# Challenge:
Copy out every one of the rows below, substituting "single point" for each occurrence of "single marker" and changing nothing else.

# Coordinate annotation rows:
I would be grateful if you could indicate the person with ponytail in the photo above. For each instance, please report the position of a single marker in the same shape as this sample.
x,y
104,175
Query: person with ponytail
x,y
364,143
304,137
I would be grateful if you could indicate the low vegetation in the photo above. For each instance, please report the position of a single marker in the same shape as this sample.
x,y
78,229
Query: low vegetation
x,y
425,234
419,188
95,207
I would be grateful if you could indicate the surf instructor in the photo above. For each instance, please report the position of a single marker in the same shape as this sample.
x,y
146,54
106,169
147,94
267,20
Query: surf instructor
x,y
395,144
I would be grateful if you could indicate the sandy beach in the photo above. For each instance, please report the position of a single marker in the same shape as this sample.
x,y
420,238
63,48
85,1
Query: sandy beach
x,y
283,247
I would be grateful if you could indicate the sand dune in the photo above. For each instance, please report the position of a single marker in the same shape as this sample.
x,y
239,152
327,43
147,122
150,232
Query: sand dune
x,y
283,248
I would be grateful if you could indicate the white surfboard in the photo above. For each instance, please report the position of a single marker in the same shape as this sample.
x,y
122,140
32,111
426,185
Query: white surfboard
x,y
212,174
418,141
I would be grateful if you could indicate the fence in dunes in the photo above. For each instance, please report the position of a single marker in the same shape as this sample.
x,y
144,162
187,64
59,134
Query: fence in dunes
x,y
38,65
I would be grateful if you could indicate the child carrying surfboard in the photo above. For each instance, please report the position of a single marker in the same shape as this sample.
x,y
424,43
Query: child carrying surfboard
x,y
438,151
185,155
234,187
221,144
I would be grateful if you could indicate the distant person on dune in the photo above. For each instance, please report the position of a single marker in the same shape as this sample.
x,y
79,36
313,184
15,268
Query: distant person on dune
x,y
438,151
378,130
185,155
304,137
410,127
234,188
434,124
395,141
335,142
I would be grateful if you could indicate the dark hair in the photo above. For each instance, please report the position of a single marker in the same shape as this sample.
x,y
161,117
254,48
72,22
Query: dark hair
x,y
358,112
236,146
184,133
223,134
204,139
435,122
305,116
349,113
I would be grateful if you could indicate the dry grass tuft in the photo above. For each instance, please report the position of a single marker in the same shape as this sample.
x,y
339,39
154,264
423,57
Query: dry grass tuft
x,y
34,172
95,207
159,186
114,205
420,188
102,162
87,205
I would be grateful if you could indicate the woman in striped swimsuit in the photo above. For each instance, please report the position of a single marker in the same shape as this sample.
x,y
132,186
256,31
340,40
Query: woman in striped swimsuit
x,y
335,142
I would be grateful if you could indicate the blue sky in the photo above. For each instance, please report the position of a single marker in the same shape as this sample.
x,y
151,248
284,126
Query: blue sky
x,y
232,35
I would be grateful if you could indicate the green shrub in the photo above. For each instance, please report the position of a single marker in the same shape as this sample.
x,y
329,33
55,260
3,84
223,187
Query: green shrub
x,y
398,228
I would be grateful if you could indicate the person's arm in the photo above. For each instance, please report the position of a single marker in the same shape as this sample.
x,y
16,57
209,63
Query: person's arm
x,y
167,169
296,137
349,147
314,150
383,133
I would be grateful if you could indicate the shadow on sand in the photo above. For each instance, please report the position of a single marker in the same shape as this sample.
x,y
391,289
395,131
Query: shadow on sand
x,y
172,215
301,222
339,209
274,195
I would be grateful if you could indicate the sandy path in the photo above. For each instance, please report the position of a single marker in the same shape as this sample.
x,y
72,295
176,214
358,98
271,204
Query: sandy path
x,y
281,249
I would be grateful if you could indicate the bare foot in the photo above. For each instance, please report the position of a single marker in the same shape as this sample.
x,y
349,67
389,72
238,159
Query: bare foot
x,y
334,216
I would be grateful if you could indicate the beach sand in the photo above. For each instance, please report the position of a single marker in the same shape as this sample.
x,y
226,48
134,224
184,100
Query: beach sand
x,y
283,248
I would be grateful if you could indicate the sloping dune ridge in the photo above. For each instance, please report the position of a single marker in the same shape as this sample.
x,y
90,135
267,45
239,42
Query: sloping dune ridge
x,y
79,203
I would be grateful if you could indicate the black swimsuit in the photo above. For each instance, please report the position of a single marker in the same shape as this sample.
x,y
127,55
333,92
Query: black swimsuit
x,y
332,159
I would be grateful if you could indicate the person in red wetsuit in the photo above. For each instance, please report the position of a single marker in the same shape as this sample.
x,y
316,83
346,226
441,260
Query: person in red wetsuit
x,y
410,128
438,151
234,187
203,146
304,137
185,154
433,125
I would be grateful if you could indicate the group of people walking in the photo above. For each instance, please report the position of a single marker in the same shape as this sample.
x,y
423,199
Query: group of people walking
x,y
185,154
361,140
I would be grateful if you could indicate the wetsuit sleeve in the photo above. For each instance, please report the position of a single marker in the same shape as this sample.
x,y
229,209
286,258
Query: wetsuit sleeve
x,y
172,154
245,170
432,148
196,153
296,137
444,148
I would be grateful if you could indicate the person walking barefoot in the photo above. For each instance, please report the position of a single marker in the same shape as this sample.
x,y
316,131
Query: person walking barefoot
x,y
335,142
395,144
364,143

# Answer to the problem:
I would be grateful if you could indicate the person with ponytail in the photo above. For each instance, please report the position of a single point in the same shape as this sample.
x,y
104,175
Query: person with ponytail
x,y
364,143
304,137
I would be grateful if you could indicate the low vegetation in the photo above. For each instance, please report the position of a single point in the same shape as this sample.
x,y
78,229
Query: low vegetation
x,y
425,234
419,188
95,207
I would be grateful if you could indicate the surf instructor in the photo above. For each instance, please report the position of a single point in the same shape as this sample.
x,y
146,54
106,169
147,94
267,20
Query: surf instructor
x,y
395,144
I would be grateful if you could indicate the sandy beach in the photo above. For each instance, please report the position of a single point in the same shape as this sample.
x,y
420,238
63,48
85,1
Query: sandy beach
x,y
283,247
I would be grateful if you could indicate the sand dune in the photo above. For each instance, please report the position of a single point in the same shape as this sample.
x,y
239,152
327,43
147,122
150,232
Query: sand dune
x,y
283,248
I would be grateful if you could indicate the white surfboard in the photo above. For each instance, please report the position of a single point in the same shape as this sample.
x,y
122,140
32,111
426,185
Query: white surfboard
x,y
212,174
418,141
I would be grateful if you could indicate the fence in dunes in the photo above. For each instance, please report the position of a single point in the same shape as this sample.
x,y
144,162
187,64
59,134
Query: fence in dunes
x,y
38,65
I would be grateful if you could indicate the child carrying surfboard in the photo above. For each instance, please report the position of a single point in the same shape as this sample.
x,y
424,43
Query: child carrying surfboard
x,y
438,151
185,155
234,187
221,144
I would be grateful if you could indicate the distant person on dune in the photo above. For each instance, please report the position of a single point in the same shape as this sample.
x,y
79,36
313,184
15,268
Query: distant person on dune
x,y
438,151
378,130
185,155
304,137
410,127
234,188
434,124
395,141
335,142
I would be grateful if you could indicate the dark hair in the photo above. For each instance, please report the position of a single point in the same shape as this sample.
x,y
161,117
254,48
72,22
Query: dark hair
x,y
358,112
236,146
184,133
223,134
204,139
435,122
305,116
349,113
I would be grateful if you could indicate the dry grass tuft in the photo above. For each instance, please report the position of a single point in the same shape as this sample.
x,y
339,39
154,264
423,57
Query: dry grass tuft
x,y
34,172
95,207
159,186
114,205
420,188
102,162
87,205
I would be grateful if you could indicate the woman in striped swimsuit in the photo above. For each instance, please report the position of a single point in the same shape as this sample.
x,y
132,186
256,31
340,40
Query: woman in striped swimsuit
x,y
335,142
I would be grateful if you could indicate the blue sky in the photo above. For each instance, please report the position of a single point in the same shape as this sample.
x,y
151,248
284,126
Query: blue sky
x,y
232,35
I would be grateful if you could indicate the green shrub in the photo above. For each instance, please report the position of a single point in the same shape as this sample.
x,y
329,33
55,260
3,84
223,187
Query: green shrub
x,y
398,228
I would be grateful if you could indicate the person's arm in the photo above. For each instance, please report the position of a single point in the same shape as this sample.
x,y
16,57
209,63
Query: person's arm
x,y
167,169
296,137
349,147
314,150
383,133
I would be grateful if you could indicate the shadow on sand in the photo above. For each instance, please report the position of a single point in the same shape as this sample.
x,y
391,289
395,131
Query: shadow on sand
x,y
172,215
301,222
339,209
274,195
I would be grateful if you could indicate the sandy path in the photo above. For each instance, please report the position of a single point in the same shape as this sample.
x,y
72,295
176,214
358,98
271,204
Query: sandy path
x,y
281,249
I would be grateful if you could indicate the bare foot in the photo above. For each instance, please report the position of a single point in the same shape as this sample.
x,y
349,67
389,72
238,159
Query: bare foot
x,y
334,216
I would be grateful if you could indicate the beach sand in the photo above. For each instance, please report the position of a single point in the same shape as this sample.
x,y
226,48
134,224
184,100
Query: beach sand
x,y
283,248
I would be grateful if you could indicate the sloping dune ridge in the photo above. For each instance, please report the position of a single point in the same shape as this sample.
x,y
90,135
267,45
239,42
Query: sloping dune ridge
x,y
79,203
I would be grateful if you could indicate the black swimsuit in the photo above. For each instance, please report the position of a single point in the same shape as this sample.
x,y
127,55
333,92
Query: black swimsuit
x,y
332,159
I would be grateful if you could indicate the person in red wetsuit in the photo above. For each instance, please report the position of a single point in the same shape as this sample.
x,y
316,83
346,226
441,260
Query: person in red wetsuit
x,y
410,128
438,151
234,187
203,146
304,137
185,154
433,125
I would be grateful if you could indicate the group of people walking in the photo above. For each instance, please report the position of a single point in the same shape as this sample.
x,y
423,199
Query: group of people walking
x,y
185,154
361,140
I would be grateful if you could indicate the wetsuit sleeve in the photo above. For each instance, please report the position of a single point in the same shape as this sample.
x,y
229,209
286,258
Query: wetsuit sleeve
x,y
172,154
245,170
432,148
196,153
296,137
444,148
I would be grateful if you could indicate the person walking barefoot in the photo above. For each instance, please report the position of a single point in the same shape as this sample.
x,y
316,131
Query: person walking barefoot
x,y
335,142
395,144
364,143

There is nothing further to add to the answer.